ACTION ITEM: Check the records below line by line, and report how many lines include the string "coat". No other words are needed.

Dataset entries:

______________________________

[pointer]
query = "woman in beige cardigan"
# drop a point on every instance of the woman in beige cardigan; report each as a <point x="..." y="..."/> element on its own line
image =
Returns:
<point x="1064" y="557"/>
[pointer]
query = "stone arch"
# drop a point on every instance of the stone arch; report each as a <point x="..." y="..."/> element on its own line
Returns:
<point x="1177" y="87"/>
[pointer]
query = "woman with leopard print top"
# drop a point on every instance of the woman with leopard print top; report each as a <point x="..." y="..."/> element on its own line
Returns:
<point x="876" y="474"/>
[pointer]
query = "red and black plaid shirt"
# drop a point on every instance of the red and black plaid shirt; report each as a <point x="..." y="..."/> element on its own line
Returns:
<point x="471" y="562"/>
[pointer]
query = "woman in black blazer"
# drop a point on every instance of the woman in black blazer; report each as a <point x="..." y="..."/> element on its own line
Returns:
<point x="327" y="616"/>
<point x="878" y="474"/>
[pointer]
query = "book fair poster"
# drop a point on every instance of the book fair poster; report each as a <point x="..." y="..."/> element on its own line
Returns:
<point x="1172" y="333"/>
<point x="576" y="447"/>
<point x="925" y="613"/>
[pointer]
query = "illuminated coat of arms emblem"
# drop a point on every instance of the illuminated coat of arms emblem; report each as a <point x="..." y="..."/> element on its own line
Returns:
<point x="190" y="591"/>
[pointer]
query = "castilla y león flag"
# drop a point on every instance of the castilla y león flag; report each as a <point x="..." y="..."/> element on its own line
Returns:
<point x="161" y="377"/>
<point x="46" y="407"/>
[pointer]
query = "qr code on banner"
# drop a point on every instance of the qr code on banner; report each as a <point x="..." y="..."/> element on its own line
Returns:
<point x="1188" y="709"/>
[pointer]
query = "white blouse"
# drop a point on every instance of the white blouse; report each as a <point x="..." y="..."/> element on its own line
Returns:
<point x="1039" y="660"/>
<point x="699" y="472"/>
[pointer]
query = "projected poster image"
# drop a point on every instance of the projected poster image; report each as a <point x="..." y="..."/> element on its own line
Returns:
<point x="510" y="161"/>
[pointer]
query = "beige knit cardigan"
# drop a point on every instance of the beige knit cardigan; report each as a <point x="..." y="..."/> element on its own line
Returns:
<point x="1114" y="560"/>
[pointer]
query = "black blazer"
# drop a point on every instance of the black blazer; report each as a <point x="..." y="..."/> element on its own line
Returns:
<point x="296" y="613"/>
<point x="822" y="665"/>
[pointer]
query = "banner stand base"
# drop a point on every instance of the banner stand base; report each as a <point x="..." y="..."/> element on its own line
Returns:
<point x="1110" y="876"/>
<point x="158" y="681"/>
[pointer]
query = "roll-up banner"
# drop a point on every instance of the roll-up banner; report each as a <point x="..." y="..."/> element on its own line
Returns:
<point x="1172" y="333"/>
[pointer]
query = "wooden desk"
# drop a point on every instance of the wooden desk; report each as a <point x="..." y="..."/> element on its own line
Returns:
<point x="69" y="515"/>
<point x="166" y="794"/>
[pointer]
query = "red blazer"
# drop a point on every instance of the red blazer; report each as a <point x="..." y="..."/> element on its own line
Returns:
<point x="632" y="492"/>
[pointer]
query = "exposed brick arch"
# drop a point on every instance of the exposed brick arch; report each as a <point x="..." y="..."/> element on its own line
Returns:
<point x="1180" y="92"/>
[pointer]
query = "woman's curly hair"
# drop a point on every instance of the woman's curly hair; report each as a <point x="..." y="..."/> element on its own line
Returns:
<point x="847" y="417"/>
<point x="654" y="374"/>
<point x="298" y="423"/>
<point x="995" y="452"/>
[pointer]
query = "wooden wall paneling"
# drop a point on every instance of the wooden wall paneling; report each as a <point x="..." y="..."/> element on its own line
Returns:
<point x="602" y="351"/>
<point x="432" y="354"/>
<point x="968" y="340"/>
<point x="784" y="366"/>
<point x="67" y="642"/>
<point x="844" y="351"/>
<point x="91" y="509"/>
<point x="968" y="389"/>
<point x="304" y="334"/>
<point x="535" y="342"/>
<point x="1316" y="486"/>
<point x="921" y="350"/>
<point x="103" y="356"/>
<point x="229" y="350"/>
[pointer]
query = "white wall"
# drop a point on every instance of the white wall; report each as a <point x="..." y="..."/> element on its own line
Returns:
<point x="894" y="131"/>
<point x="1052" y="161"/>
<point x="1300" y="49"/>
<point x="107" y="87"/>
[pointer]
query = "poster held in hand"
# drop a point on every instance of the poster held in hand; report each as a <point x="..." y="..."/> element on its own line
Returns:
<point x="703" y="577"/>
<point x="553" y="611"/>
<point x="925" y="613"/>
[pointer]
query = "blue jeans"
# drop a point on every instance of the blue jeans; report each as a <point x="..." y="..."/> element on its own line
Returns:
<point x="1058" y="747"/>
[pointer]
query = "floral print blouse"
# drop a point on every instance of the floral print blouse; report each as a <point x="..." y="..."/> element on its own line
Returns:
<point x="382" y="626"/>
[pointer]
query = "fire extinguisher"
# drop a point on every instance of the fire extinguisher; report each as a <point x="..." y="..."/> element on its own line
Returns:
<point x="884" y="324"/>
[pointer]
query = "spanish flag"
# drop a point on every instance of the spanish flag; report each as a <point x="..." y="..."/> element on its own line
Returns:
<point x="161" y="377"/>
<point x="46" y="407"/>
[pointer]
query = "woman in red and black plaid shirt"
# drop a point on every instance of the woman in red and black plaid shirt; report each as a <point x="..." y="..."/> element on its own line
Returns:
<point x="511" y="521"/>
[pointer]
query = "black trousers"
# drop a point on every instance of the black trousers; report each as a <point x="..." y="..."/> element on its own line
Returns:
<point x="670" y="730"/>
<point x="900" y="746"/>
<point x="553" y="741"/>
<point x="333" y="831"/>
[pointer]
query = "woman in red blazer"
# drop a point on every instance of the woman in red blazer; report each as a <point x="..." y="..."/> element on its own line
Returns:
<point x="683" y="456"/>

______________________________

FINISHED TASK: 2